TRAVAIL À FAIRE:
Recopiez à l'identique le passage de l'entretien qui va de « Marie-Eve Lacasse, en » jusqu'à « avec les jeunes. » inclus.

EXTRAIT CITÉ:
« C’est en cela que je me transforme aussi, grâce à eux : ce sont mes préjugés qui se déplacent. »

Marie-Eve Lacasse, en résidence au lycée Bergson (Paris XIX), exilée volontaire, parle en "éternelle étrangère" de ce qui arrive lors des rencontres avec les jeunes.


Venir du Québec n’est pas anodin. C’est à la fois très loin (géographiquement) et proche (linguistiquement, culturellement). Comment vous présentez-vous, en général et aux jeunes du lycée ? Comment leur parlez-vous de votre origine et de votre éloignement ? Vous sentez-vous exilée, voyageuse, “vagabonde”, ou pas du tout ? Ou encore autre chose ?

MEL : C’est une question essentielle, existentielle même. Dès le premier atelier, j’ai voulu me présenter telle que je me perçois souvent, c’est-à-dire : éternellement étrangère. Je leur ai raconté mon choix de la France, ce pays qui m’est apparu comme une évidence quand, suite à un concours littéraire, j’ai eu la chance de voir ce pays pour la première fois à l’âge déterminant de quatorze ans. Je savais, j’avais pris la décision plutôt, que je finirais par y vivre un jour, mais comment, dans quel but ? Ces questions étaient secondaires. Ce qui comptait, c’était de partir. Et c’est ce qui est arrivé. Néanmoins, aujourd’hui, après presque vingt ans sur le territoire, je ne me sens pas encore tout à fait chez moi ici. Mais au Canada non plus… Il n’y a pas de lieu de repos, il n’y a pas de maison. C’est une des thématiques que j’explore dans mon prochain livre, Autobiographie de l’étranger, qui sortira en mars chez Flammarion.

MATÉRIEL FOURNI:
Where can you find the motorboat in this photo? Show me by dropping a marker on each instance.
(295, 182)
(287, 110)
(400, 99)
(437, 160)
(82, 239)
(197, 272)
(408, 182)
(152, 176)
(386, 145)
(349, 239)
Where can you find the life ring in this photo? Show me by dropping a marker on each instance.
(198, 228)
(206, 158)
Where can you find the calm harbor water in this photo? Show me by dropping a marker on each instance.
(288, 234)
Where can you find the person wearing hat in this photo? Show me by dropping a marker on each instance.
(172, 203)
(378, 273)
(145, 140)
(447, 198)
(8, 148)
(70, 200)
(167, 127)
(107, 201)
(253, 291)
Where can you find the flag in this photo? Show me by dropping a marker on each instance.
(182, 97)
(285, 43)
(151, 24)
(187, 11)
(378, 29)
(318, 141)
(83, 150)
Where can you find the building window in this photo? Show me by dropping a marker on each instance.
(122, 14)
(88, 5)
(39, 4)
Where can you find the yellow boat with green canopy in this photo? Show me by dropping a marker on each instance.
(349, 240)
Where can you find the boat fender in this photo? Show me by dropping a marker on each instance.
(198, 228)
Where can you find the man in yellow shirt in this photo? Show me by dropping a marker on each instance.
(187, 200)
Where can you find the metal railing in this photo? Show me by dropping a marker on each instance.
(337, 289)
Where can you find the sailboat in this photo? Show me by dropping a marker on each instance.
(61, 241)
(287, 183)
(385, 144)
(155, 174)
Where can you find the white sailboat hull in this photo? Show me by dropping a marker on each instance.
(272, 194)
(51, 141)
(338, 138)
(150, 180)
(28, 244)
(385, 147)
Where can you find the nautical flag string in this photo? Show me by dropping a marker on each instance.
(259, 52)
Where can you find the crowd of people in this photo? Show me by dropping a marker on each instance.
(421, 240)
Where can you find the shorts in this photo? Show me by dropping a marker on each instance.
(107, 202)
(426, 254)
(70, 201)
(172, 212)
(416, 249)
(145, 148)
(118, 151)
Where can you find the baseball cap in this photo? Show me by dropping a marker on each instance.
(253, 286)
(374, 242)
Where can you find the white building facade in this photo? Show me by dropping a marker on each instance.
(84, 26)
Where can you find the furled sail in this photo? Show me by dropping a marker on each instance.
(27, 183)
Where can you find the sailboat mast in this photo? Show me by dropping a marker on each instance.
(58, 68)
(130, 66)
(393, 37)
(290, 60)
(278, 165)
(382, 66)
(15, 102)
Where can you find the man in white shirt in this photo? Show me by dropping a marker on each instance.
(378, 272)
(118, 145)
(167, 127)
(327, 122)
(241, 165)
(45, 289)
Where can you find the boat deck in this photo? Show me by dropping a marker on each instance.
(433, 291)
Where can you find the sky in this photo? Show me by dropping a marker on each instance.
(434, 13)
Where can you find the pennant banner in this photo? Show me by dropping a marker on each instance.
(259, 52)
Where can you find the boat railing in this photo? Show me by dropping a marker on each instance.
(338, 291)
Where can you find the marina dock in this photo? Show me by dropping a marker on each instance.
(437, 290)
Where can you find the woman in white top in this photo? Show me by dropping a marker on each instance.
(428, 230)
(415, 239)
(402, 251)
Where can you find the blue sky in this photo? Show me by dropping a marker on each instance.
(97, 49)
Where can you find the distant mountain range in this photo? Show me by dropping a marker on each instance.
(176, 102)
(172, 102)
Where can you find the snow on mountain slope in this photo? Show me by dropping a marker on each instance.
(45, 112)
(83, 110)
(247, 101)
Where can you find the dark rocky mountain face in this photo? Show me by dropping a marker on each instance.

RÉPONSE À L'EXERCICE:
Marie-Eve Lacasse, en résidence au lycée Bergson (Paris XIX), exilée volontaire, parle en "éternelle étrangère" de ce qui arrive lors des rencontres avec les jeunes.